#### Stored data ####
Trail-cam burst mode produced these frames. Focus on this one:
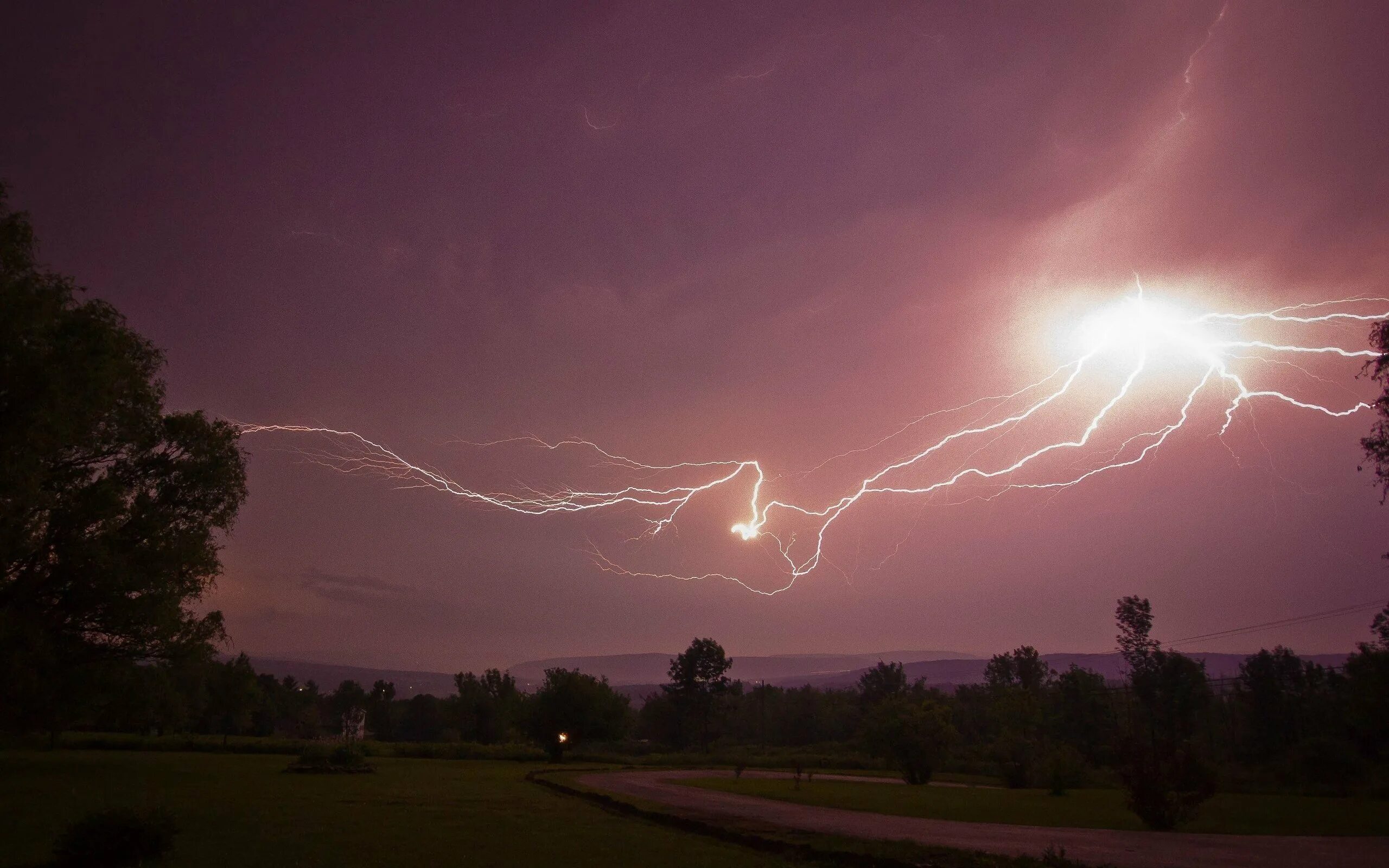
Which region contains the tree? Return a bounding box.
[0,186,246,732]
[453,669,521,744]
[367,679,396,742]
[207,654,261,744]
[1114,597,1215,829]
[528,669,629,762]
[661,639,734,750]
[864,694,960,784]
[1360,320,1389,508]
[858,660,907,707]
[983,644,1052,788]
[328,678,367,732]
[1345,605,1389,760]
[400,693,444,742]
[1233,646,1336,760]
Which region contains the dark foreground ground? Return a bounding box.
[576,769,1389,868]
[0,750,785,868]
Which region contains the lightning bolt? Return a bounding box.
[238,283,1389,596]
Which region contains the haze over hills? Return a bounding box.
[510,650,979,685]
[251,650,1346,700]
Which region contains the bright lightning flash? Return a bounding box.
[240,285,1389,596]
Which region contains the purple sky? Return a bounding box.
[0,2,1389,671]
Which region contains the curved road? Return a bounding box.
[578,769,1389,868]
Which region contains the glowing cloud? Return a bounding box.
[240,285,1389,596]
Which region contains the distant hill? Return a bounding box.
[510,650,983,685]
[800,652,1347,687]
[251,657,454,699]
[251,650,1347,701]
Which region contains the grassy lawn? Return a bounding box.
[682,778,1389,835]
[0,750,785,868]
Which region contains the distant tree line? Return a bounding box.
[0,597,1389,828]
[8,177,1389,828]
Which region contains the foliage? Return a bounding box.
[53,808,178,868]
[453,669,521,744]
[680,775,1389,839]
[858,660,907,707]
[864,696,960,784]
[661,639,734,750]
[1050,664,1116,765]
[1345,616,1389,760]
[983,644,1053,788]
[367,679,396,742]
[1116,597,1215,829]
[528,669,629,762]
[1037,744,1089,796]
[399,693,446,742]
[0,186,246,729]
[1360,320,1389,497]
[11,746,781,868]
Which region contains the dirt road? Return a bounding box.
[579,769,1389,868]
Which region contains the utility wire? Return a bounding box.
[1168,600,1384,647]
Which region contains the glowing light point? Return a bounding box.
[238,284,1389,594]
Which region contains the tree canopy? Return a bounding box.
[0,186,246,733]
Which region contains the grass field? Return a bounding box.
[682,778,1389,835]
[0,750,785,868]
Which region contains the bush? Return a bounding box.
[285,744,377,774]
[53,808,178,868]
[1119,747,1215,831]
[1279,736,1364,796]
[1040,744,1089,796]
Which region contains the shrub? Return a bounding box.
####
Render the part that opens with the line containing "Which region contains the dark" and closes with the line containing "[8,177,1389,828]", both lines included, as a Markdown table with the columns No. and Line. Number each line in order and leave out any blank lines.

| No. | Line |
|---|---|
| 1 | Which region contains the dark foreground ground? Return a bounding box. |
| 2 | [576,769,1389,868] |
| 3 | [0,750,785,868] |
| 4 | Which region contains the lightning bolt? Return a bounding box. |
| 5 | [238,283,1389,596] |
| 6 | Which region contains the haze over hills? Return a bounding box. |
| 7 | [510,650,979,685] |
| 8 | [251,650,1346,700] |
| 9 | Which region contains the bright lightning flash? Return a bounding box. |
| 10 | [240,285,1389,596] |
| 11 | Which region contains the purple sky? Return a bounding box. |
| 12 | [0,2,1389,671] |
| 13 | Which region contains the curved road? Return a bounding box. |
| 14 | [578,769,1389,868] |
| 15 | Which region contains the glowing cloud? Return a bounding box. |
| 16 | [240,285,1389,596] |
| 17 | Which region contains the distant hill? Return a bounding box. |
| 18 | [510,650,983,685] |
| 19 | [800,652,1347,687] |
| 20 | [251,657,454,699] |
| 21 | [251,650,1347,701] |
| 22 | Which region contains the grassy lawn? Return a bounding box. |
| 23 | [682,778,1389,835] |
| 24 | [0,750,785,868] |
| 25 | Which region contains the distant tree line? Return a bounding box. |
| 26 | [0,597,1389,828] |
| 27 | [8,177,1389,828] |